Quote the listing word for word, from the line containing "Category: the large water droplet" through the end of the listing, including both ends. Leave the pictures out of your answer.

+++++

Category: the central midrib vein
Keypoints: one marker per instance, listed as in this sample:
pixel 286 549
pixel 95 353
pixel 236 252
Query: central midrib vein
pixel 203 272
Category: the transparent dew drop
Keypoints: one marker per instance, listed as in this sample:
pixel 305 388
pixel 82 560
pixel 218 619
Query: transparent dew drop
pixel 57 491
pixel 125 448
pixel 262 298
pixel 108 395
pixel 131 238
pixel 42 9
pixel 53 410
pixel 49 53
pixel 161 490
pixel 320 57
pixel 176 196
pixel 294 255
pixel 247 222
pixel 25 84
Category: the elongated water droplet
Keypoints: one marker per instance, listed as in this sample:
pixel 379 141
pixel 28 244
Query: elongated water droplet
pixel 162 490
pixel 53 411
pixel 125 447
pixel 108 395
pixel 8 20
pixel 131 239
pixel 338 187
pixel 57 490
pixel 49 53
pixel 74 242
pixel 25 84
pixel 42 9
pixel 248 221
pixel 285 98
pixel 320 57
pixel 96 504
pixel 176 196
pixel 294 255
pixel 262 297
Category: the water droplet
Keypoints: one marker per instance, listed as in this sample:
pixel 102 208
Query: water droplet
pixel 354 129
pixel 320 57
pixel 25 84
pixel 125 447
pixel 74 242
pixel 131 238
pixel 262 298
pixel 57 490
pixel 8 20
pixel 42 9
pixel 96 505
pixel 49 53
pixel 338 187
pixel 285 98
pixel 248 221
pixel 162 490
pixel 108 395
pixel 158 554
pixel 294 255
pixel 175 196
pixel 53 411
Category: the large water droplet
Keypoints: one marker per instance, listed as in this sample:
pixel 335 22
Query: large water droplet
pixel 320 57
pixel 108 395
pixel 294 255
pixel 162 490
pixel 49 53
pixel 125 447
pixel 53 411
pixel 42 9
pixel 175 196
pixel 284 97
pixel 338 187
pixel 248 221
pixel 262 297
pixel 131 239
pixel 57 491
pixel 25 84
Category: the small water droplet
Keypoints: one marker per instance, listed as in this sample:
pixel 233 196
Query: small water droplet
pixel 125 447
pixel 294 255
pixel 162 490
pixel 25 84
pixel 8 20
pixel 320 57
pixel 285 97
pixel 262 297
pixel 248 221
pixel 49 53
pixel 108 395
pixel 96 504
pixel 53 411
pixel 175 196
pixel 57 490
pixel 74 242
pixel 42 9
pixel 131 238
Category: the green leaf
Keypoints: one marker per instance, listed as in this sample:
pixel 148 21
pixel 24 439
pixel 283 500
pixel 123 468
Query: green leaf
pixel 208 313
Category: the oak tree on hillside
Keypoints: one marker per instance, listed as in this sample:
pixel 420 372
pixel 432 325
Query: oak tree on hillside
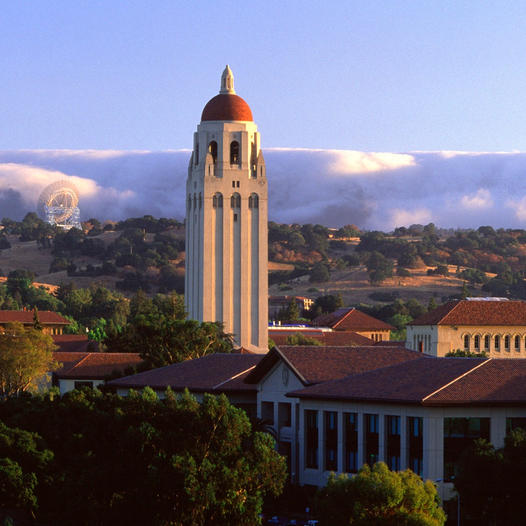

+++++

- **Written response**
Category: the large water droplet
Keypoints: one marker per instance, listed as in this sample:
pixel 335 22
Query: large water droplet
pixel 320 57
pixel 108 395
pixel 294 255
pixel 162 490
pixel 49 53
pixel 125 447
pixel 53 411
pixel 42 9
pixel 175 196
pixel 284 97
pixel 338 187
pixel 248 221
pixel 262 297
pixel 131 239
pixel 57 491
pixel 25 84
Category: the small water droplet
Keypoints: one marker per instance, listed as in this sample:
pixel 233 196
Query: small water droplet
pixel 125 447
pixel 294 255
pixel 162 490
pixel 25 84
pixel 8 20
pixel 320 57
pixel 285 97
pixel 262 297
pixel 248 221
pixel 49 53
pixel 108 395
pixel 96 504
pixel 53 411
pixel 175 196
pixel 57 490
pixel 74 242
pixel 42 9
pixel 131 238
Category: the green leaf
Keypoints: one marker per instance, listed as in this sample:
pixel 148 21
pixel 24 439
pixel 283 500
pixel 123 468
Query: green leaf
pixel 208 313
Category: the oak tree on hillside
Keypoints: one marker per instance, listed as in this sample:
pixel 420 372
pixel 432 325
Query: oak tree on hillside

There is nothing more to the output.